**阅读文章:**
对话·陈明昊
以下为采访摘要
房子只是
一种形式 一个载体
△陈明昊
见到陈明昊之前,我对他的印象是影视剧《重启之极海听雷》和《沙海》里的王胖子,是配音综艺里的树懒闪电,或常四爷。还有在同学聚会上,爱和朋友开玩笑的中年男同学。但这些,只是他生活的一部分。陈明昊的核心,是戏剧。
陈明昊:我挺需要戏剧的。
△阿那亚戏剧节
2021年6月,首届阿那亚戏剧节在河北秦皇岛阿那亚举行,数百位戏剧人,及音乐、文学、舞蹈、建筑等不同领域艺术家共赴海边,在11天时间里为众人打造一场戏剧盛宴。陈明昊是阿那亚戏剧节的艺术总监。
田川:为什么要办这次戏剧节?陈明昊:就过瘾嘛,一个人过瘾不叫过瘾,得大家一块过瘾。
戏剧节,陈明昊并不陌生。七届乌镇戏剧节,他届届不落。2019年,他受邀参加世界三大戏剧节之一的阿维尼翁戏剧节,在全城最大的室内剧场连演10场孟京辉版的《茶馆》。作为中国首个进入阿维尼蒙戏剧节核心板块的话剧,几乎受到整个戏剧节的最高礼遇。戏剧节艺术总监在看完陈明昊的首演后,跑到后台拥抱他,直呼:天才、超人。法国媒体评价他为,“舞台上的野兽”和“风暴中心”。
陈明昊:我觉得戏剧和生活的关系是危险的。你相信了戏剧,而戏剧的真实状态其实就是危险的,不确定的。别以为你花时间背了台词,排了戏,这个东西就是喜剧了,我觉得不是。
陈明昊2000年进入戏剧圈,赖声川、孟京辉、林兆华......这些中国最优秀的戏剧导演名字,频繁出现在陈明昊参演的30多部戏剧作品中。最疯狂的时候,他曾在结束赖声川福州场的《暗恋桃花源》后,直奔新疆孟京辉的《两只狗的生活意见》,隔天又赶赴青岛继续田沁鑫的戏。

**所给记录:**
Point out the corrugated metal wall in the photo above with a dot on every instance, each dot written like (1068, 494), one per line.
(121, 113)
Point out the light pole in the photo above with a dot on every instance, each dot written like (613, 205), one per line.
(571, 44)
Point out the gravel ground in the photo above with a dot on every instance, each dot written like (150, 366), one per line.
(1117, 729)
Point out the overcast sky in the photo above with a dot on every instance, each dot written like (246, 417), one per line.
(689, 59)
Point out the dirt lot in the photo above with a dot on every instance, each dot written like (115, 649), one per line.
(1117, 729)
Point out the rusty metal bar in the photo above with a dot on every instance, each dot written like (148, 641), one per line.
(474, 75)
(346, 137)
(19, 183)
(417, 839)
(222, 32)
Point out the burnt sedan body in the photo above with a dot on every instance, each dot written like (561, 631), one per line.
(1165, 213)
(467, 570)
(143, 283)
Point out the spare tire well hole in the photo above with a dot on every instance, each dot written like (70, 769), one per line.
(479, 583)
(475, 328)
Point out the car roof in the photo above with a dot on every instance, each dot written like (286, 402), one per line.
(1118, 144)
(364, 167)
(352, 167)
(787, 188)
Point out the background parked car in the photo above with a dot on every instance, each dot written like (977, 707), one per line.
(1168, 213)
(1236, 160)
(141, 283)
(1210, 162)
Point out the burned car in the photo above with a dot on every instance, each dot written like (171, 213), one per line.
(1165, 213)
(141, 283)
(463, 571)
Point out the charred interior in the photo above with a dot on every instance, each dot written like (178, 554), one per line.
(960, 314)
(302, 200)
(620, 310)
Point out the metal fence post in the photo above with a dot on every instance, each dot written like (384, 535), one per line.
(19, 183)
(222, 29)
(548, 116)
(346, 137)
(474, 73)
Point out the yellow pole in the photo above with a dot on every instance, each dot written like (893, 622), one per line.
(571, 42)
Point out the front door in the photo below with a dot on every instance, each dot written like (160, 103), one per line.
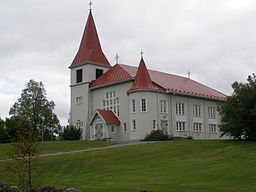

**任务要求:**
请把陈明昊访谈摘要中从"陈明昊:我挺需要戏剧的。"到"天又赶赴青岛继续田沁鑫的戏。"的这一段一字不差地抄写出来。

**练习结果:**
陈明昊:我挺需要戏剧的。
△阿那亚戏剧节
2021年6月,首届阿那亚戏剧节在河北秦皇岛阿那亚举行,数百位戏剧人,及音乐、文学、舞蹈、建筑等不同领域艺术家共赴海边,在11天时间里为众人打造一场戏剧盛宴。陈明昊是阿那亚戏剧节的艺术总监。
田川:为什么要办这次戏剧节?陈明昊:就过瘾嘛,一个人过瘾不叫过瘾,得大家一块过瘾。
戏剧节,陈明昊并不陌生。七届乌镇戏剧节,他届届不落。2019年,他受邀参加世界三大戏剧节之一的阿维尼翁戏剧节,在全城最大的室内剧场连演10场孟京辉版的《茶馆》。作为中国首个进入阿维尼蒙戏剧节核心板块的话剧,几乎受到整个戏剧节的最高礼遇。戏剧节艺术总监在看完陈明昊的首演后,跑到后台拥抱他,直呼:天才、超人。法国媒体评价他为,“舞台上的野兽”和“风暴中心”。
陈明昊:我觉得戏剧和生活的关系是危险的。你相信了戏剧,而戏剧的真实状态其实就是危险的,不确定的。别以为你花时间背了台词,排了戏,这个东西就是喜剧了,我觉得不是。
陈明昊2000年进入戏剧圈,赖声川、孟京辉、林兆华......这些中国最优秀的戏剧导演名字,频繁出现在陈明昊参演的30多部戏剧作品中。最疯狂的时候,他曾在结束赖声川福州场的《暗恋桃花源》后,直奔新疆孟京辉的《两只狗的生活意见》,隔天又赶赴青岛继续田沁鑫的戏。